Please return the data below word for word, from its start through the line with "101 343 L 147". Leave the pictures out of your answer.

========================================

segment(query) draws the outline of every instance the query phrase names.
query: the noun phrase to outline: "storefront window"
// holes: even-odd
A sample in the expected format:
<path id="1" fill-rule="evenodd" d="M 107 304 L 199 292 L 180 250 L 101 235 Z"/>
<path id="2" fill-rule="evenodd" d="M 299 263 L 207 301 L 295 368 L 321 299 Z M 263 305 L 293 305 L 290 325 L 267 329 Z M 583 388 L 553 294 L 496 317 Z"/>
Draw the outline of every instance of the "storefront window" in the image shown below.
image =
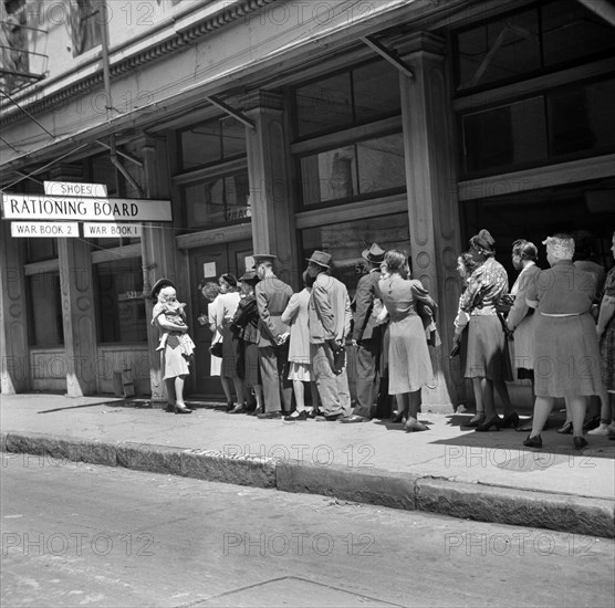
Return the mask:
<path id="1" fill-rule="evenodd" d="M 296 135 L 313 136 L 400 112 L 399 73 L 384 60 L 294 90 Z"/>
<path id="2" fill-rule="evenodd" d="M 410 253 L 407 213 L 381 216 L 348 222 L 308 228 L 301 231 L 303 259 L 317 249 L 333 255 L 331 273 L 342 281 L 354 296 L 356 284 L 365 274 L 361 253 L 374 242 L 383 249 L 400 249 Z"/>
<path id="3" fill-rule="evenodd" d="M 248 172 L 239 171 L 184 189 L 187 226 L 211 227 L 250 218 Z"/>
<path id="4" fill-rule="evenodd" d="M 405 188 L 400 133 L 357 141 L 301 159 L 303 205 L 350 200 Z"/>
<path id="5" fill-rule="evenodd" d="M 512 170 L 615 149 L 615 80 L 574 84 L 461 117 L 465 171 Z"/>
<path id="6" fill-rule="evenodd" d="M 43 239 L 39 239 L 43 240 Z M 30 345 L 39 348 L 62 346 L 62 293 L 59 272 L 39 272 L 27 276 L 30 306 Z"/>
<path id="7" fill-rule="evenodd" d="M 246 127 L 234 118 L 208 120 L 179 133 L 181 169 L 246 155 Z"/>
<path id="8" fill-rule="evenodd" d="M 101 343 L 147 342 L 140 258 L 94 264 Z"/>

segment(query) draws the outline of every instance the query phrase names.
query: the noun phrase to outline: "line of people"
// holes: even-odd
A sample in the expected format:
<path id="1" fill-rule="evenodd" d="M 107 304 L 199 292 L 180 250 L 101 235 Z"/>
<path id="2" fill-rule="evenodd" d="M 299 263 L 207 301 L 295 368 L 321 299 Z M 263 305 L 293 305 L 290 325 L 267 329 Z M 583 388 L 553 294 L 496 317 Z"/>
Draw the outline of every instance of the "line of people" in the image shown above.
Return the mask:
<path id="1" fill-rule="evenodd" d="M 527 447 L 541 448 L 555 398 L 564 398 L 573 445 L 584 448 L 587 400 L 602 403 L 600 424 L 591 434 L 615 437 L 615 269 L 606 279 L 596 319 L 600 275 L 573 263 L 575 241 L 569 234 L 549 237 L 543 244 L 550 269 L 536 265 L 536 247 L 518 240 L 512 263 L 520 271 L 508 291 L 504 268 L 496 261 L 496 242 L 481 230 L 458 259 L 465 282 L 455 319 L 455 340 L 466 378 L 472 380 L 477 413 L 468 426 L 477 431 L 505 427 L 529 431 Z M 615 233 L 612 251 L 615 255 Z M 512 340 L 518 378 L 529 379 L 535 397 L 533 420 L 521 426 L 511 406 L 507 381 L 512 380 L 508 340 Z M 504 416 L 496 411 L 494 391 Z"/>

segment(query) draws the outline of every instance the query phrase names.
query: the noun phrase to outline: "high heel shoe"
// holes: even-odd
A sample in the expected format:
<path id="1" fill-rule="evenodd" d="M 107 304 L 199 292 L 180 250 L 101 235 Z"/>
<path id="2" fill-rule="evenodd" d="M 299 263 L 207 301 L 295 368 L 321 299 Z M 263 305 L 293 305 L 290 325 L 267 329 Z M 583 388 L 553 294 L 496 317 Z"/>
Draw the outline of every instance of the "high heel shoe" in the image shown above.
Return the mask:
<path id="1" fill-rule="evenodd" d="M 404 422 L 404 418 L 406 418 L 406 412 L 405 411 L 399 411 L 390 419 L 390 423 L 392 424 L 402 424 L 402 422 Z"/>
<path id="2" fill-rule="evenodd" d="M 475 431 L 487 432 L 491 429 L 491 427 L 496 427 L 496 430 L 499 431 L 501 426 L 502 426 L 502 419 L 496 413 L 494 416 L 486 420 L 482 424 L 479 424 L 475 429 Z"/>
<path id="3" fill-rule="evenodd" d="M 425 424 L 423 424 L 423 422 L 419 422 L 418 420 L 408 420 L 405 424 L 404 424 L 404 429 L 406 429 L 406 432 L 418 432 L 418 431 L 428 431 L 429 427 L 426 427 Z"/>
<path id="4" fill-rule="evenodd" d="M 517 427 L 519 427 L 519 415 L 515 411 L 507 413 L 502 419 L 501 427 L 502 429 L 508 429 L 510 427 L 517 429 Z"/>
<path id="5" fill-rule="evenodd" d="M 192 410 L 186 406 L 175 406 L 175 413 L 192 413 Z"/>
<path id="6" fill-rule="evenodd" d="M 475 428 L 478 427 L 479 424 L 482 424 L 484 422 L 484 413 L 477 412 L 472 418 L 470 418 L 470 420 L 468 422 L 466 422 L 465 424 L 461 424 L 462 427 L 469 427 L 469 428 Z"/>
<path id="7" fill-rule="evenodd" d="M 575 450 L 582 450 L 585 445 L 587 445 L 587 440 L 584 437 L 574 436 L 572 438 L 572 443 Z"/>
<path id="8" fill-rule="evenodd" d="M 560 434 L 570 434 L 572 432 L 572 422 L 564 422 L 564 426 L 560 427 L 556 432 Z"/>
<path id="9" fill-rule="evenodd" d="M 523 441 L 523 445 L 525 445 L 527 448 L 542 448 L 542 438 L 540 437 L 540 434 L 536 434 L 535 437 L 530 437 L 528 436 L 528 439 L 525 439 L 525 441 Z"/>

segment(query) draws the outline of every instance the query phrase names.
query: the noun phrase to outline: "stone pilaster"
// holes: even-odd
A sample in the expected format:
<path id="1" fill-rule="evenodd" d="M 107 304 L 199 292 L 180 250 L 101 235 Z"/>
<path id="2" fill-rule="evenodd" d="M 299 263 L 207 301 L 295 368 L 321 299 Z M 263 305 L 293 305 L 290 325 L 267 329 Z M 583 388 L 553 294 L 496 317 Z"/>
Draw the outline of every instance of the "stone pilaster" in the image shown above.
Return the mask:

========================================

> _ANSWER FOR THIS EXERCISE_:
segment(query) draws the outline of every instance the query phrase names.
query: the noun phrase to outline: "storefront window"
// holes: even-odd
A sample in the expected format:
<path id="1" fill-rule="evenodd" d="M 107 304 L 199 292 L 180 250 L 101 235 Z"/>
<path id="2" fill-rule="evenodd" d="M 299 263 L 207 301 L 295 368 L 321 299 Z M 263 305 L 293 305 L 290 325 L 267 329 Z M 583 388 L 553 294 L 496 317 Z"/>
Draw the outline of every instance of the "storefront window" in the image shown below.
image =
Return the mask:
<path id="1" fill-rule="evenodd" d="M 296 135 L 313 136 L 400 112 L 399 73 L 384 60 L 294 90 Z"/>
<path id="2" fill-rule="evenodd" d="M 410 253 L 407 213 L 381 216 L 348 222 L 308 228 L 301 231 L 303 259 L 317 249 L 333 255 L 331 273 L 342 281 L 354 296 L 356 284 L 365 274 L 361 253 L 374 242 L 383 249 L 400 249 Z"/>
<path id="3" fill-rule="evenodd" d="M 248 172 L 239 171 L 184 189 L 187 226 L 211 227 L 250 218 Z"/>
<path id="4" fill-rule="evenodd" d="M 405 188 L 400 133 L 357 141 L 301 159 L 303 205 L 350 200 Z"/>
<path id="5" fill-rule="evenodd" d="M 512 170 L 615 149 L 615 80 L 574 84 L 461 117 L 465 171 Z"/>
<path id="6" fill-rule="evenodd" d="M 43 239 L 39 239 L 43 240 Z M 30 345 L 39 348 L 62 346 L 62 293 L 59 272 L 39 272 L 27 276 L 30 306 Z"/>
<path id="7" fill-rule="evenodd" d="M 246 127 L 234 118 L 208 120 L 179 133 L 181 169 L 246 155 Z"/>
<path id="8" fill-rule="evenodd" d="M 101 343 L 147 342 L 140 258 L 94 264 Z"/>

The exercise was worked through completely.